::: Verilen Metin
Sınırını Kapayan Ülkenin Vatandaşları Olmak
Tüm bu rahatsız edici verileri vermemizin nedeni, durumun
yakıcılığını hepimizin yeniden hissetmesini sağlamak. Yani bizdeki
tartışmaların yarattığı hissiyatın aksine burada bir bilgisayar savaş
simülasyonu oyununun hayali karakterleri değil, gerçek insanlar yaşıyor ve
bizler de sınırını kapayan ülkenin, İdlib’deki savaşın aktörlerinden
biri olan ülkenin vatandaşları olarak bunlar da bizim de payımız ve
sorumluluğumuz olduğunu bilmeliyiz, her ne kadar görmezden, duymazdan gelmek
istesek de. Dolayısıyla en başta sorduğumuz soru, şu an için çok gerçek ve çok
acildir. Türkiye’nin sınırda bekleyen yüzbinlerce kişiyi, kendi kaderlerine
veya ölüme terk etmesine sessiz kalabilir miyiz yoksa “acilen sınırlar açılsın”
::::::
::: Verilen Bilgiler
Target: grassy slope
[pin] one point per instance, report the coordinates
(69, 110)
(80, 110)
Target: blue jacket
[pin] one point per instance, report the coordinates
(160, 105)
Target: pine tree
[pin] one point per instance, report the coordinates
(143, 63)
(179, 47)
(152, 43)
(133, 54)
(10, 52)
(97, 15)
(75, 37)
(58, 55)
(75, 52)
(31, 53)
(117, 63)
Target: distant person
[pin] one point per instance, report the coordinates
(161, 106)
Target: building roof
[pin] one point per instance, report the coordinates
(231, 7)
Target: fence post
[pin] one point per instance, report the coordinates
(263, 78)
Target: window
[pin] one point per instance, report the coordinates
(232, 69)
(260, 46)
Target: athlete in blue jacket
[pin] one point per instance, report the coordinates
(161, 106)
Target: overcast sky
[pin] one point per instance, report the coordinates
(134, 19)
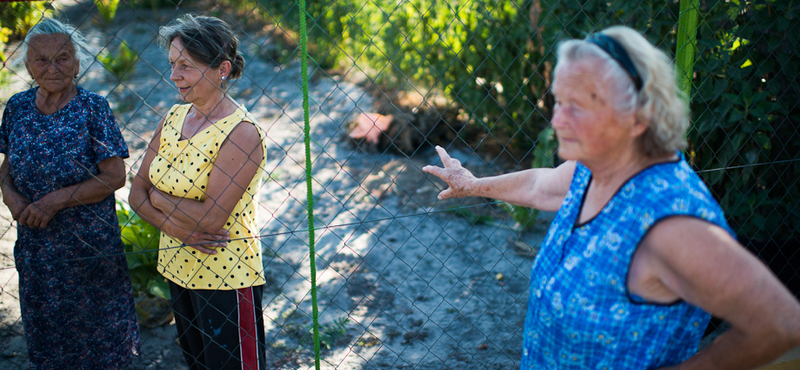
::::::
Yönergeler
A – Kayıtlarda "blue" kelimesini içeren her satırı listeleyin. Büyük ve küçük harf ayrımı gözetilmelidir.
B – Sınırını kapayan ülkenin vatandaşı olmayı anlatan metni kaldığı yerden sürdürün.

Sırayla Çıktılar
A –
Target: blue jacket
Target: athlete in blue jacket

B –
talebimizi olabildiğince yüksek sesle haykırmalı mıyız? Türkiye’nin mali
kaynaklarının bunun için yetersiz olduğunu söyleyenler olacaktır. Geçtiğimiz
günlerde, Ali Koç’un, Fenerbahçe’ye sponsorluklar hariç, 237 milyon 85 bin TL
hibe ettiği haberleri yer alıyordu.[4]
Dolayısıyla kaynak sorana, verilecek adres bellidir. Sadece bir tercih yapmamız
gerekiyor, birileri zenginliklerine daha fazla zenginlik katıp, sadece kendi
zevkleri için bir top oyununa yüz milyonlar harcayabilecek servete sahip
olabilmeli midir yoksa çoğu çocuk yüzbinlerce kişi -7 derece soğukta ölüme mi
terk edilmelidir?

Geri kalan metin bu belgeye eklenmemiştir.